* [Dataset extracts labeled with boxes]
## start

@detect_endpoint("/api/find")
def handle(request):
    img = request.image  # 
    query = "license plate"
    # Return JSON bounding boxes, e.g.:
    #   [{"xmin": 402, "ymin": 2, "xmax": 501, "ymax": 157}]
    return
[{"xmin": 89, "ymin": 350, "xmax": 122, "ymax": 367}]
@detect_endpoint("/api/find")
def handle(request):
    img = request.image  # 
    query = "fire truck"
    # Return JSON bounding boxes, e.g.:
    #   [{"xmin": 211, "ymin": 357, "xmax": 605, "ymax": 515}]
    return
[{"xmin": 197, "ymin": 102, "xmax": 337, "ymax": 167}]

## end
## start

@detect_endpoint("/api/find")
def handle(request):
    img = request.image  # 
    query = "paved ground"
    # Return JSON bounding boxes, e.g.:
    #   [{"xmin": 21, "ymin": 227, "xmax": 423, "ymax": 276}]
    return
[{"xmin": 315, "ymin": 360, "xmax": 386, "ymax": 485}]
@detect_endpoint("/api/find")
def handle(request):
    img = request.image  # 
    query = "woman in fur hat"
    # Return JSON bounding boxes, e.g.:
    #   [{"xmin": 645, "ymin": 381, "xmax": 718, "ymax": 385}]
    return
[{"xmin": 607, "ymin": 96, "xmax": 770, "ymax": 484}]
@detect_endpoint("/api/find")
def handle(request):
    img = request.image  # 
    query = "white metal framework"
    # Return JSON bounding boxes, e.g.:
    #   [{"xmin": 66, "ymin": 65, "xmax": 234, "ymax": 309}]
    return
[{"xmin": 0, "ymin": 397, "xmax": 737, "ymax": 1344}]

## end

Count the lines of the items that contain the string "query" and give only that number.

5